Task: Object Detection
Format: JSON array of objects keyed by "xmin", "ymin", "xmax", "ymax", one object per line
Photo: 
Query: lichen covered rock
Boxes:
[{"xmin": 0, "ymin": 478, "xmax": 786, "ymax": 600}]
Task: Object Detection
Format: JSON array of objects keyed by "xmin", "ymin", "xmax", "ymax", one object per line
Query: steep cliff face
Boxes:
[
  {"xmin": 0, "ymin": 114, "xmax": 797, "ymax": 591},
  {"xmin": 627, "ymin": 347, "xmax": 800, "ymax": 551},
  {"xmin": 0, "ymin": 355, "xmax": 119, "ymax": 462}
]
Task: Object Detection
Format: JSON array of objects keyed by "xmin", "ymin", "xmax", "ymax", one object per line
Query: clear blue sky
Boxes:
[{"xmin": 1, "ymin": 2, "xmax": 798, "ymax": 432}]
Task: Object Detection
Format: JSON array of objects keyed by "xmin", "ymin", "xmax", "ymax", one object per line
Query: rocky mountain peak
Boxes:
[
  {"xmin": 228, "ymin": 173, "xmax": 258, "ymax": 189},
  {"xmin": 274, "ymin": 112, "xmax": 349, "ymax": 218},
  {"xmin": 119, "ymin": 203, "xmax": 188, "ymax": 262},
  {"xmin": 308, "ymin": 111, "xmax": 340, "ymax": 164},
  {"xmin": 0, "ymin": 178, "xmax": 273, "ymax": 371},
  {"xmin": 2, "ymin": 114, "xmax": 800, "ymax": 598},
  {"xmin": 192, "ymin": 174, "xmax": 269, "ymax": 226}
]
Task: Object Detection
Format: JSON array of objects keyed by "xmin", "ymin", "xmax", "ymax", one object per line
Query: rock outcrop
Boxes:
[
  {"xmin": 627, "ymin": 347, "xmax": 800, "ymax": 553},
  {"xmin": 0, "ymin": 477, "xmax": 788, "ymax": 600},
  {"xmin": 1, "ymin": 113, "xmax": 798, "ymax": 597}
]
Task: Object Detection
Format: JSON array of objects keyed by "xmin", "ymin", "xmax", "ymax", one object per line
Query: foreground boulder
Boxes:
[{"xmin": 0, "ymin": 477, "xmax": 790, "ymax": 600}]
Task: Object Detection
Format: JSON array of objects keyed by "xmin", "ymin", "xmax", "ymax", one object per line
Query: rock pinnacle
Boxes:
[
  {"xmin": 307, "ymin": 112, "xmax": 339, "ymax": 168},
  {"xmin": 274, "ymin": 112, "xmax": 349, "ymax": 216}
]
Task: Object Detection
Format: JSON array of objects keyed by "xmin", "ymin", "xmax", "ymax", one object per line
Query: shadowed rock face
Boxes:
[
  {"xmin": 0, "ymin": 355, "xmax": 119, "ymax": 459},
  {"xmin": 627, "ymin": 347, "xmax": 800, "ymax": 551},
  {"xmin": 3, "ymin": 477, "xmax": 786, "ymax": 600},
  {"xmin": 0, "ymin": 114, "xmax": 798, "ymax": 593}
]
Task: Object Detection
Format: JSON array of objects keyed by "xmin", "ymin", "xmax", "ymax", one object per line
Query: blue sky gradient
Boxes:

+ + + + + + +

An exact copy of every record is needed, so retype them all.

— Response to this exercise —
Task: Object Detection
Format: JSON array of objects keyed by "xmin", "ymin", "xmax", "ymax", one object per line
Photo: 
Query: lichen covered rock
Boxes:
[{"xmin": 0, "ymin": 478, "xmax": 786, "ymax": 600}]
Task: Object Detection
Format: JSON array of objects keyed by "xmin", "ymin", "xmax", "ymax", one object per line
Query: steep cliff face
Boxes:
[
  {"xmin": 0, "ymin": 114, "xmax": 797, "ymax": 591},
  {"xmin": 627, "ymin": 347, "xmax": 800, "ymax": 551},
  {"xmin": 0, "ymin": 355, "xmax": 119, "ymax": 462}
]
Task: Object Detection
Format: JSON array of objects keyed by "xmin", "ymin", "xmax", "ymax", one object per line
Query: clear blue sky
Boxes:
[{"xmin": 1, "ymin": 2, "xmax": 798, "ymax": 432}]
Task: Object Detection
Format: JSON array of objects keyed by "xmin", "ymin", "xmax", "ymax", one object per line
Query: rocky mountain peak
Boxes:
[
  {"xmin": 228, "ymin": 173, "xmax": 258, "ymax": 189},
  {"xmin": 274, "ymin": 112, "xmax": 349, "ymax": 218},
  {"xmin": 119, "ymin": 203, "xmax": 188, "ymax": 262},
  {"xmin": 308, "ymin": 111, "xmax": 340, "ymax": 164},
  {"xmin": 0, "ymin": 178, "xmax": 273, "ymax": 371},
  {"xmin": 2, "ymin": 114, "xmax": 800, "ymax": 598},
  {"xmin": 192, "ymin": 174, "xmax": 269, "ymax": 226}
]
Task: Object Detection
Format: JSON array of objects keyed by "xmin", "ymin", "xmax", "ymax", one object per line
Query: rock outcrop
Boxes:
[
  {"xmin": 627, "ymin": 347, "xmax": 800, "ymax": 553},
  {"xmin": 0, "ymin": 477, "xmax": 788, "ymax": 600},
  {"xmin": 1, "ymin": 113, "xmax": 798, "ymax": 597}
]
Task: Object Detection
Format: JSON array of objects keyed by "xmin", "ymin", "xmax", "ymax", one object per line
Query: foreground boulder
Boxes:
[{"xmin": 0, "ymin": 477, "xmax": 790, "ymax": 600}]
Task: Object Detection
Format: JSON array of objects keyed by "xmin", "ymin", "xmax", "ymax", one object per line
Query: rock pinnacle
Boxes:
[
  {"xmin": 307, "ymin": 112, "xmax": 339, "ymax": 168},
  {"xmin": 274, "ymin": 112, "xmax": 349, "ymax": 216}
]
Task: Object Detection
Format: JSON array of objects keyed by "xmin", "ymin", "xmax", "ymax", one object per line
Query: shadowed rock face
Boxes:
[
  {"xmin": 0, "ymin": 355, "xmax": 119, "ymax": 459},
  {"xmin": 627, "ymin": 347, "xmax": 800, "ymax": 551},
  {"xmin": 3, "ymin": 477, "xmax": 786, "ymax": 600},
  {"xmin": 0, "ymin": 114, "xmax": 798, "ymax": 593}
]
Task: Object Detection
Format: JSON array of objects keyed by "xmin", "ymin", "xmax", "ymax", one object per line
Query: blue sky gradient
Boxes:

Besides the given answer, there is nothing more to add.